Given an array arr[] of N elements, the task is to remove one element from the array such that the OR value of the array is minimized. Print the minimized value.

Examples:

Input: arr[] = {1, 2, 3} 
Output:
All possible ways of deleting one element and their 
corresponding OR values will be: 
a) Remove 1 -> (2 | 3) = 3 
b) Remove 2 -> (1 | 3) = 3 
c) Remove 3 -> (1 | 2) = 3 
Thus, the answer will be 3.
Input: arr[] = {2, 2, 2} 
Output: 2  

Naive approach: One way will be to remove each element one by one and then finding the OR of the remaining elements. The time complexity of this approach will be O(N2).

Efficient approach: To solve the problem efficiently, the value of (OR(arr[0…i-1]) | OR(arr[i+1…N-1])) has to be determined for any element arr[i]. To do so, the prefix and the suffix OR arrays can be calculated say pre[] and suf[] where pre[i] stores OR(arr[0…i]) and suff[i] stores OR(arr[i…N-1]). Then the OR value of the array after deleting the ith element can be calculated as (pre[i-1] | suff[i+1]) and the answer will be minimum of all the possible OR values.



Below is the implementation of the above approach: 

C++




// C++ implementation of the approach
#include <bits/stdc++.h>
using namespace std;
 
// Function to return the minimized OR
// after removing an element from the array
int minOR(int* arr, int n)
{
    // Base case
    if (n == 1)

**Written instruction**. Extend the text above on minimizing an array's OR by removing one element, picking up right after its last line.

**Dataset entries**.
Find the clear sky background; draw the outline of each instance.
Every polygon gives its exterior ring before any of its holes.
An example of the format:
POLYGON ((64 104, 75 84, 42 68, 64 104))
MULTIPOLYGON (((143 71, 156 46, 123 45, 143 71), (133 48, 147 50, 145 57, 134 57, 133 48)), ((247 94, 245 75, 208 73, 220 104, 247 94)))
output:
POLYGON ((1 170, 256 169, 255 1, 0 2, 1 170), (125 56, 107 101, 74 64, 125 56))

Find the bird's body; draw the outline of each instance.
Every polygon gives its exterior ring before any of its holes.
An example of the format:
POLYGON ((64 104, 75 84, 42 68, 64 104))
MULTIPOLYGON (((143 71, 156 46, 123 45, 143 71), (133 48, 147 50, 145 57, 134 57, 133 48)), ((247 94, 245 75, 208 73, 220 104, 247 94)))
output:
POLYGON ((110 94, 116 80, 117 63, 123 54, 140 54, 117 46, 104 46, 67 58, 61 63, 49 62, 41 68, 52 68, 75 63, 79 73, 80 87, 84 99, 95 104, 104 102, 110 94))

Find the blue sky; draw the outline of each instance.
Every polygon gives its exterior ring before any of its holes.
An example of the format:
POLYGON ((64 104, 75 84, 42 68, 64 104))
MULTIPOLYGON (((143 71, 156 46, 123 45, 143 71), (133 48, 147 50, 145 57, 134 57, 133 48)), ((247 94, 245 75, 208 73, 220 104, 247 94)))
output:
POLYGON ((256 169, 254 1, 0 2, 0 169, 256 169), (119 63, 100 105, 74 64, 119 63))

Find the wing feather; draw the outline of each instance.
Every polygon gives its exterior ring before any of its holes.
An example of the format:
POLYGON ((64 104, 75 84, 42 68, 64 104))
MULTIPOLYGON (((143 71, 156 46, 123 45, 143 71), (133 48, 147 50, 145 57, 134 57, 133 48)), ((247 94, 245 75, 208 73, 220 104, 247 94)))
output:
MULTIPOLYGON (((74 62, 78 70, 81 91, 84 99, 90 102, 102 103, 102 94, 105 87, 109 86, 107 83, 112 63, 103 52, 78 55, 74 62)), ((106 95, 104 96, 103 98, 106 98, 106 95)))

**Response**.
        return 0;
 
    // Prefix and suffix OR array
    int pre[n], suf[n];
    pre[0] = arr[0], suf[n - 1] = arr[n - 1];
 
    // Computing prefix/suffix OR arrays
    for (int i = 1; i < n; i++)
        pre[i] = (pre[i - 1] | arr[i]);
    for (int i = n - 2; i >= 0; i--)
        suf[i] = (suf[i + 1] | arr[i]);
 
    // To store the final answer
    int ans = min(pre[n - 2], suf[1]);
 
    // Finding the final answer
    for (int i = 1; i < n - 1; i++)
        ans = min(ans, (pre[i - 1] | suf[i + 1]));
 
    // Returning the final answer
    return ans;
}
 
// Driver code
int main()
{
    int arr[] = { 1, 2, 3 };
    int n = sizeof(arr) / sizeof(int);
 
    cout << minOR(arr, n);
 
    return 0;
}

Java




// Java implementation of the approach
class GFG
{
 
// Function to return the minimized OR
// after removing an element from the array
static int minOR(int []arr, int n)
{
    // Base case
    if (n == 1)
        return 0;
 
    // Prefix and suffix OR array
    int []pre = new int[n];
    int []suf = new int[n];
    pre[0] = arr[0];
    suf[n - 1] = arr[n - 1];
 
    // Computing prefix/suffix OR arrays
    for (int i = 1; i < n; i++)
        pre[i] = (pre[i - 1] | arr[i]);
    for (int i = n - 2; i >= 0; i--)
        suf[i] = (suf[i + 1] | arr[i]);
 
    // To store the final answer
    int ans = Math.min(pre[n - 2], suf[1]);
 
    // Finding the final answer
    for (int i = 1; i < n - 1; i++)
        ans = Math.min(ans, (pre[i - 1] |
                             suf[i + 1]));
 
    // Returning the final answer
    return ans;
}
 
// Driver code
public static void main(String[] args)
{
    int arr[] = { 1, 2, 3 };
    int n = arr.length;
 
    System.out.print(minOR(arr, n));
}
}
 
// This code is contributed by 29AjayKumar

Python3




# Python3 implementation of the approach
 
# Function to return the minimized OR
# after removing an element from the array
def minOR(arr, n):
     
    # Base case
    if (n == 1):
        return 0
 
    # Prefix and suffix OR array
    pre = [0] * n
    suf = [0] * n
    pre[0] = arr[0]
    suf[n - 1] = arr[n - 1]
 
    # Computing prefix/suffix OR arrays
    for i in range(1, n):
        pre[i] = (pre[i - 1] | arr[i])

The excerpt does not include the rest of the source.